═════ PASSAGE GIVEN ═════

Hell yeah! The Mega Man Zero collection is out this month


Hell yeah! The Mega Man Zero collection is out this month

Growing up, I remember the kids my age being either way into Mario or way into Sonic, depending on whether their parents got them a Nintendo or a SEGA system. I come from a Nintendo household, which was great because Super Mario World is one of the best games of all time and every single Sonic game is bad. But there was a third platforming hero and it’s the one I’ll always love the most.

I’m talking about my boy the Blue Bomber, more famously known as Mega Man.

I liked the 8-bit Mega Man games on the NES fine, but I was a bit too young for their insane difficulty and it wasn’t until I got Mega Man X for the Super Nintendo back in 1994 that I became obsessed with the series. Something about the 16-bit graphics, the new moves like the wall jump and the dash, and the music spoke to me in a way few other games did.

═════

| PROMPT 1 |
Reproduce, word for word, the part of the Mega Man passage that opens with the words containing "I liked the" and closes with "other games did.".
| PROMPT 2 |
State whether each statement agrees with the Mega Man passage, answering yes or no and quoting the deciding words: (a) The writer grew up in a SEGA household. (b) The writer got Mega Man X for the Super Nintendo in 1994. (c) The writer found the 8-bit Mega Man games easy.
The items that come after the Mega Man passage are not required for any of this work.

═════ DATA ═════

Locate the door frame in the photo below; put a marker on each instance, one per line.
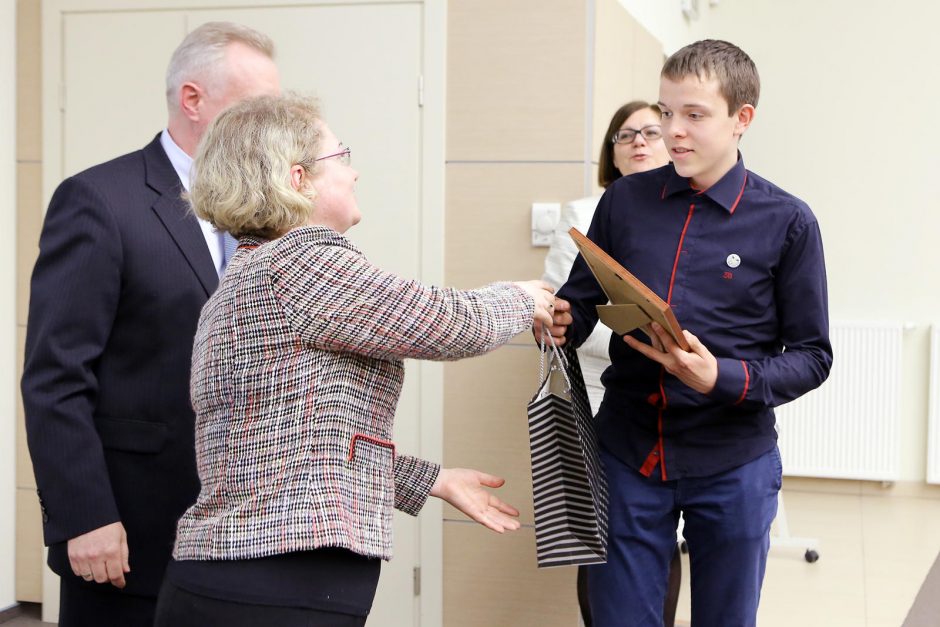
(431, 212)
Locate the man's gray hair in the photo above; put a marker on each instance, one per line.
(198, 58)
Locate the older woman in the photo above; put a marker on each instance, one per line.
(296, 372)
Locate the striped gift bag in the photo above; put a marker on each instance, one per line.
(568, 485)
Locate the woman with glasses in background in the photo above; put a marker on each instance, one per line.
(633, 143)
(296, 372)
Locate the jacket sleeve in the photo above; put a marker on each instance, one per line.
(803, 313)
(337, 301)
(73, 301)
(414, 479)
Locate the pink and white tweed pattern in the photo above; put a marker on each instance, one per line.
(297, 368)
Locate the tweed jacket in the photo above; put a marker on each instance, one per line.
(297, 368)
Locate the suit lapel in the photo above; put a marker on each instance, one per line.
(176, 217)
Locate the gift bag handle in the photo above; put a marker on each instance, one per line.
(557, 355)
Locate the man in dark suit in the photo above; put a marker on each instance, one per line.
(123, 272)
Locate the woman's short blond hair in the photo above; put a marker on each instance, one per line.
(241, 179)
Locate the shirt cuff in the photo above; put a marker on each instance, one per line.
(414, 479)
(733, 381)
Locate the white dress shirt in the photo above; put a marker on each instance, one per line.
(183, 164)
(593, 354)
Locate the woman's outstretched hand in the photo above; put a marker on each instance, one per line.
(544, 296)
(466, 490)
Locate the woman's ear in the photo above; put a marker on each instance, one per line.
(297, 175)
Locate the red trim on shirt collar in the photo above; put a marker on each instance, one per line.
(740, 193)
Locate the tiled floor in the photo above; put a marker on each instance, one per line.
(876, 546)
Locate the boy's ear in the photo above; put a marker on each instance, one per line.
(745, 116)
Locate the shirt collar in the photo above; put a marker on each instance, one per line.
(181, 162)
(726, 192)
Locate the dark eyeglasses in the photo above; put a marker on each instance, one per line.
(345, 155)
(627, 135)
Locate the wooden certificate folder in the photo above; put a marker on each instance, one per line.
(633, 305)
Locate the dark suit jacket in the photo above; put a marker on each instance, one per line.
(122, 275)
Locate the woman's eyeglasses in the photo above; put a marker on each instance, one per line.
(345, 155)
(627, 135)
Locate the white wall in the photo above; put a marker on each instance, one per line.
(845, 121)
(7, 311)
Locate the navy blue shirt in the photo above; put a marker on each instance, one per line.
(741, 265)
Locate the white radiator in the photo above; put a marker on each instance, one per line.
(933, 416)
(849, 427)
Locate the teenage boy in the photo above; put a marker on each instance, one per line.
(740, 262)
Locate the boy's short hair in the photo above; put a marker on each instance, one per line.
(736, 73)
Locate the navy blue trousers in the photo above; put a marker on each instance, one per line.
(727, 527)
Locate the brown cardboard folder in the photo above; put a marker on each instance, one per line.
(633, 305)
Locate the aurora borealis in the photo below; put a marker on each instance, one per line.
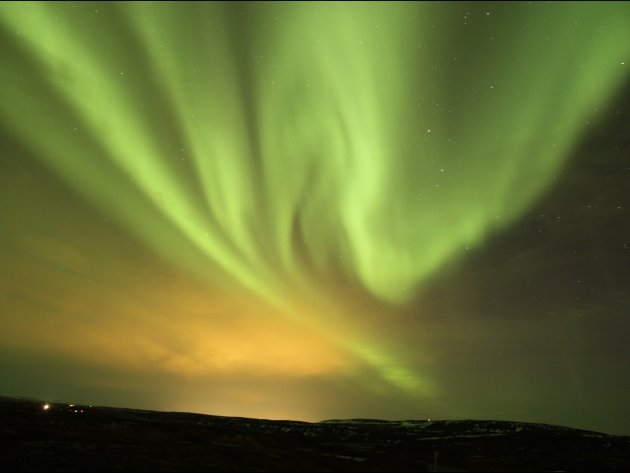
(315, 210)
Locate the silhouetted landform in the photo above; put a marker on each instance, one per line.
(83, 438)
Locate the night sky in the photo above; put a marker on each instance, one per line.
(318, 210)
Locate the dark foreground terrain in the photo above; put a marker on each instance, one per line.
(83, 438)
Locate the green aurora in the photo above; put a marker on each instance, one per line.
(314, 158)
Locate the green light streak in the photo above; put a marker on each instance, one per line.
(261, 145)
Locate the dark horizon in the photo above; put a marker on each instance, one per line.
(316, 210)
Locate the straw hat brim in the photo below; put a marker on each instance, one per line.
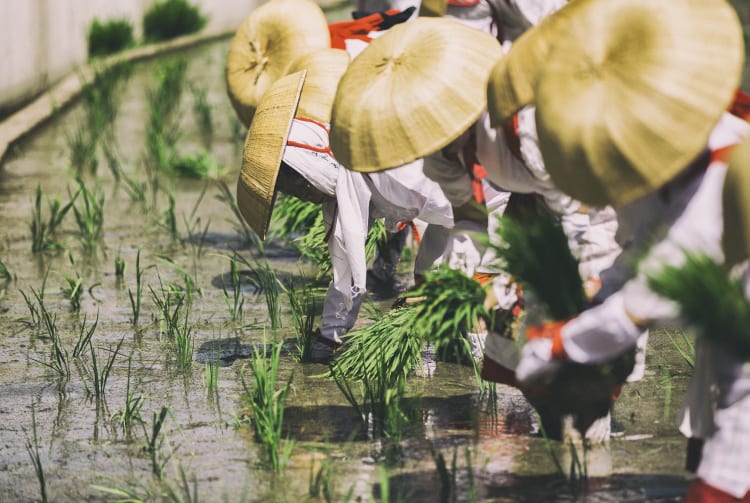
(324, 70)
(630, 92)
(265, 45)
(736, 206)
(410, 93)
(264, 149)
(513, 79)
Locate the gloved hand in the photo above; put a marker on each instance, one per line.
(543, 354)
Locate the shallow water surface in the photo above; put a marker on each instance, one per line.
(499, 456)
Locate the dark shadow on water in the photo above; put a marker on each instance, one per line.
(505, 487)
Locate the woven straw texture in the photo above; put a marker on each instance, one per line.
(410, 93)
(736, 206)
(630, 92)
(324, 70)
(264, 149)
(513, 79)
(266, 44)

═════

| SOLUTION 1 |
I liked the 8-bit Mega Man games on the NES fine, but I was a bit too young for their insane difficulty and it wasn’t until I got Mega Man X for the Super Nintendo back in 1994 that I became obsessed with the series. Something about the 16-bit graphics, the new moves like the wall jump and the dash, and the music spoke to me in a way few other games did.

| SOLUTION 2 |
(a) No: "I come from a Nintendo household"
(b) Yes: "it wasn’t until I got Mega Man X for the Super Nintendo back in 1994 that I became obsessed with the series"
(c) No: "I was a bit too young for their insane difficulty"